The task = Convert the data from the line containing "house in this scene, what would it be?" through the end into a JSON list of strings, one string per line, and leave out any blank lines.

Records for the exercise =
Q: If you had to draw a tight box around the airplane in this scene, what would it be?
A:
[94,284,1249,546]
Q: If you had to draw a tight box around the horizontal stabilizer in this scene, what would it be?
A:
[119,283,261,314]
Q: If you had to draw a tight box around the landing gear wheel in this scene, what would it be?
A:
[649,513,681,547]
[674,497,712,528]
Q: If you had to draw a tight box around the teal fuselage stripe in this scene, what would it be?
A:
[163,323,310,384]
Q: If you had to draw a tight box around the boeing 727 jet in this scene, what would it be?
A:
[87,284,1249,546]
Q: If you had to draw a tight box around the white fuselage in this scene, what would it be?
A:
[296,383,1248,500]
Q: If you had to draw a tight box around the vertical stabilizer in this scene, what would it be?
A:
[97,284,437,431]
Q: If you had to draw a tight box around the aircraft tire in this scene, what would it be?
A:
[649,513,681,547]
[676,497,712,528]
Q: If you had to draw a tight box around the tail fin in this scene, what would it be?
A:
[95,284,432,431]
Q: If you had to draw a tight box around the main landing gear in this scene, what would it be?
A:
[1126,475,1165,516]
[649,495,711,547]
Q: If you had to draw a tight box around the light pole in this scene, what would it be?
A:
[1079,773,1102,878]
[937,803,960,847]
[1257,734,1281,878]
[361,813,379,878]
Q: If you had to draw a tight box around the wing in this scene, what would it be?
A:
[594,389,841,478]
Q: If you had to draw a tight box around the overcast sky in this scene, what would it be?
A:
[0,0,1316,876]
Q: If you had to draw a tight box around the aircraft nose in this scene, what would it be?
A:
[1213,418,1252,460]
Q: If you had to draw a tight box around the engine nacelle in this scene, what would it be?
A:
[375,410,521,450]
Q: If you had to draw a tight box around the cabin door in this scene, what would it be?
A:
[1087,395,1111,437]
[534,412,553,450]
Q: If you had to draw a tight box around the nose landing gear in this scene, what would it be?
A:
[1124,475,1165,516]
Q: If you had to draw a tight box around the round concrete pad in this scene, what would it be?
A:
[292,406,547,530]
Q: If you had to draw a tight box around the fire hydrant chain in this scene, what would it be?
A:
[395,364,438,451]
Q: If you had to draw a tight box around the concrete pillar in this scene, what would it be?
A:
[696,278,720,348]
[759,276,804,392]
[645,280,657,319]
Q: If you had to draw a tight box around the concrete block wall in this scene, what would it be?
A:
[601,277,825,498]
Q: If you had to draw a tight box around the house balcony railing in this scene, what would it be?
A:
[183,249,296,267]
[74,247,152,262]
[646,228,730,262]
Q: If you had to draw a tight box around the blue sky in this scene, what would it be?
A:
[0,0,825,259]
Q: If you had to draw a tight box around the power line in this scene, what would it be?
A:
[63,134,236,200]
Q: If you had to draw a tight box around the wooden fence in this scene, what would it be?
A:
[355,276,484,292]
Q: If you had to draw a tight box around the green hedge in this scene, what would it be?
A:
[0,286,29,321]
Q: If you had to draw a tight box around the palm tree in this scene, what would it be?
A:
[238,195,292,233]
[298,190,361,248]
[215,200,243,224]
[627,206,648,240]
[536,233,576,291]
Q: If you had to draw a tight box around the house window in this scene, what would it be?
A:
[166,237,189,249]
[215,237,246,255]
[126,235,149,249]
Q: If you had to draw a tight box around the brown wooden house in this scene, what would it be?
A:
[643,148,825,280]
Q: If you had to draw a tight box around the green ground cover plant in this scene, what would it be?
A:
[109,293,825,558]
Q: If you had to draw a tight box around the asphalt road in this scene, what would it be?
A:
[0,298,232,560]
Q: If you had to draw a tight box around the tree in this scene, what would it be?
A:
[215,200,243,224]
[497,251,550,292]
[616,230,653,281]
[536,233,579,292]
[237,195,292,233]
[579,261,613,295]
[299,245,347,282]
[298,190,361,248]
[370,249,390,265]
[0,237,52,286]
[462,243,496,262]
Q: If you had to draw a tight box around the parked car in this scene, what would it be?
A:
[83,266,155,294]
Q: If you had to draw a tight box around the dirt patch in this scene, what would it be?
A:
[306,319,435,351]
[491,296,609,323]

Solution =
[
  "Q: If you had to draw a tight box around the brown wooden house in this scene, what would it be?",
  "A:",
  "[643,148,825,280]",
  "Q: If you had to draw a tight box around the green ground cover plant in this scene, what would it be?",
  "A:",
  "[109,293,825,558]",
  "Q: If you had to draw a tight box around the asphalt road in this scene, what would it be?",
  "A:",
  "[0,298,232,560]",
  "Q: If you had to draw a tight box around the tree in this scene, what would it be?",
  "A:",
  "[215,200,243,224]",
  "[497,251,550,292]",
  "[616,230,653,281]",
  "[536,233,579,292]",
  "[237,195,292,233]",
  "[579,261,613,295]",
  "[299,245,347,282]",
  "[298,190,361,248]",
  "[370,249,390,265]",
  "[0,237,52,286]",
  "[462,243,496,262]",
  "Q: If you had to draw a tight box around the parked car in this scene, what would it be?",
  "A:",
  "[83,266,155,294]",
  "Q: If you had to draw a tight box around the dirt patch in this scene, what would it be?",
  "A:",
  "[306,319,435,351]",
  "[491,296,609,323]"
]